Your goal: Every line below should be copied out exactly.

Supplied data:
┌────────

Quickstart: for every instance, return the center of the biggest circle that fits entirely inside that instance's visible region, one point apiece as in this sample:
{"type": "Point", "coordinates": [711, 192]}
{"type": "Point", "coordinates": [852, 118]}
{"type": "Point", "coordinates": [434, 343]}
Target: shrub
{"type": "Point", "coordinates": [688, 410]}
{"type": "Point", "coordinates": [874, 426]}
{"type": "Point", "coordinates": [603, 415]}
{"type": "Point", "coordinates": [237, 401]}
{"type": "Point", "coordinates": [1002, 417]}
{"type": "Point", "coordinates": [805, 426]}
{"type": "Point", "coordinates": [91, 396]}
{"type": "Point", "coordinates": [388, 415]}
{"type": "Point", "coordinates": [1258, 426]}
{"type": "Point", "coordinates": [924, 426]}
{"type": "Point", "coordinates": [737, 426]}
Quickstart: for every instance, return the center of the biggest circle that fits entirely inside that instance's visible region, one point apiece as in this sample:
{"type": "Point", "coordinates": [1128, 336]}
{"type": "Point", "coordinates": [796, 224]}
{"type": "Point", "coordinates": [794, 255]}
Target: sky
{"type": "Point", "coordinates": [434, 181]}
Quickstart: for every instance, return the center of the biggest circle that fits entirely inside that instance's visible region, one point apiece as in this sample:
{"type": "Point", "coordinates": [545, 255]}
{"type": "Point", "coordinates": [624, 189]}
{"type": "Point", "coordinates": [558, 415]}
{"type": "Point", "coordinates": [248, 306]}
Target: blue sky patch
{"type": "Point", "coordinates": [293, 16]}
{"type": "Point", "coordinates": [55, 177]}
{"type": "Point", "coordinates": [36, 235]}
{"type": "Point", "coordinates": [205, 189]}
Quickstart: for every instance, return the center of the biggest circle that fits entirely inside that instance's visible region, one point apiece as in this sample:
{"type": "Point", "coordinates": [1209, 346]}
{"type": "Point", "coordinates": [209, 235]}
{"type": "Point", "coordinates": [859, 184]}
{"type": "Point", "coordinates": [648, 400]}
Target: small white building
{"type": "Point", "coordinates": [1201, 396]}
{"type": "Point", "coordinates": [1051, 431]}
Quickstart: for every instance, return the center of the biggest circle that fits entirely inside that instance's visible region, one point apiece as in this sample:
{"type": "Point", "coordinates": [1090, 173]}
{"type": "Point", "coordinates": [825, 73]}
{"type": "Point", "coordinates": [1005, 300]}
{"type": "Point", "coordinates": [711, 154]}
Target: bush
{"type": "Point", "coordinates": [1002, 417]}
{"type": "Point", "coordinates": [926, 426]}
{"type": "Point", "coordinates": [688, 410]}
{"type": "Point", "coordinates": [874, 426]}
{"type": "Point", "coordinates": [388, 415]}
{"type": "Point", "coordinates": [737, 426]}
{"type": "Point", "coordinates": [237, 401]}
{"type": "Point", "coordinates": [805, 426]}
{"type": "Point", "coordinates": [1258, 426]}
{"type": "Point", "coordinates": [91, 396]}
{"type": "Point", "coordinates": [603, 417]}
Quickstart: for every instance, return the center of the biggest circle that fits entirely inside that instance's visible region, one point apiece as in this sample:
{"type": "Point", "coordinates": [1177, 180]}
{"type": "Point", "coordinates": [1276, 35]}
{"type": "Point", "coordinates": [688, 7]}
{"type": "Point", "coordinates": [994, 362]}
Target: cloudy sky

└────────

Final answer:
Quickstart: for every instance, return the center of the biggest circle that fits entirely inside that instance's visible region, one point apiece as in this sample:
{"type": "Point", "coordinates": [711, 192]}
{"type": "Point", "coordinates": [852, 118]}
{"type": "Point", "coordinates": [434, 343]}
Target: shrub
{"type": "Point", "coordinates": [688, 410]}
{"type": "Point", "coordinates": [874, 426]}
{"type": "Point", "coordinates": [603, 415]}
{"type": "Point", "coordinates": [237, 401]}
{"type": "Point", "coordinates": [1002, 417]}
{"type": "Point", "coordinates": [805, 426]}
{"type": "Point", "coordinates": [91, 396]}
{"type": "Point", "coordinates": [388, 415]}
{"type": "Point", "coordinates": [1258, 426]}
{"type": "Point", "coordinates": [924, 426]}
{"type": "Point", "coordinates": [737, 426]}
Quickstart: for every instance, return the center of the biggest circle that fits entirely inside that instance's visible region, one point apiece as in this sample:
{"type": "Point", "coordinates": [1128, 336]}
{"type": "Point", "coordinates": [796, 224]}
{"type": "Point", "coordinates": [794, 255]}
Target: sky
{"type": "Point", "coordinates": [434, 181]}
Quickstart: for every instance, return the center of the biggest circle that fits entirely inside that instance's visible region, one point apiece as in this sample:
{"type": "Point", "coordinates": [545, 255]}
{"type": "Point", "coordinates": [624, 189]}
{"type": "Point", "coordinates": [558, 415]}
{"type": "Point", "coordinates": [248, 306]}
Target: blue sky patch
{"type": "Point", "coordinates": [293, 16]}
{"type": "Point", "coordinates": [55, 177]}
{"type": "Point", "coordinates": [36, 235]}
{"type": "Point", "coordinates": [205, 189]}
Quickstart: for every instance, return the center of the biggest circle that fits entirely inside that instance's visible region, one point apiece as in this sample:
{"type": "Point", "coordinates": [1209, 346]}
{"type": "Point", "coordinates": [209, 235]}
{"type": "Point", "coordinates": [859, 184]}
{"type": "Point", "coordinates": [648, 400]}
Target: small white building
{"type": "Point", "coordinates": [1201, 396]}
{"type": "Point", "coordinates": [1051, 431]}
Quickstart: for every instance, return the center of the biggest circle that fits entirely inside that instance's visible region, one point apiece as in this sample:
{"type": "Point", "coordinates": [1090, 173]}
{"type": "Point", "coordinates": [825, 73]}
{"type": "Point", "coordinates": [1005, 300]}
{"type": "Point", "coordinates": [711, 154]}
Target: bush
{"type": "Point", "coordinates": [1002, 417]}
{"type": "Point", "coordinates": [926, 426]}
{"type": "Point", "coordinates": [688, 410]}
{"type": "Point", "coordinates": [874, 426]}
{"type": "Point", "coordinates": [388, 415]}
{"type": "Point", "coordinates": [737, 426]}
{"type": "Point", "coordinates": [237, 401]}
{"type": "Point", "coordinates": [805, 426]}
{"type": "Point", "coordinates": [1258, 426]}
{"type": "Point", "coordinates": [91, 396]}
{"type": "Point", "coordinates": [603, 417]}
Quickstart: for every instance, return the center of the biggest circle that fits entirely inside that instance's visible region, one point apiece as in this sample:
{"type": "Point", "coordinates": [1177, 180]}
{"type": "Point", "coordinates": [1276, 35]}
{"type": "Point", "coordinates": [688, 7]}
{"type": "Point", "coordinates": [994, 362]}
Target: cloudy sky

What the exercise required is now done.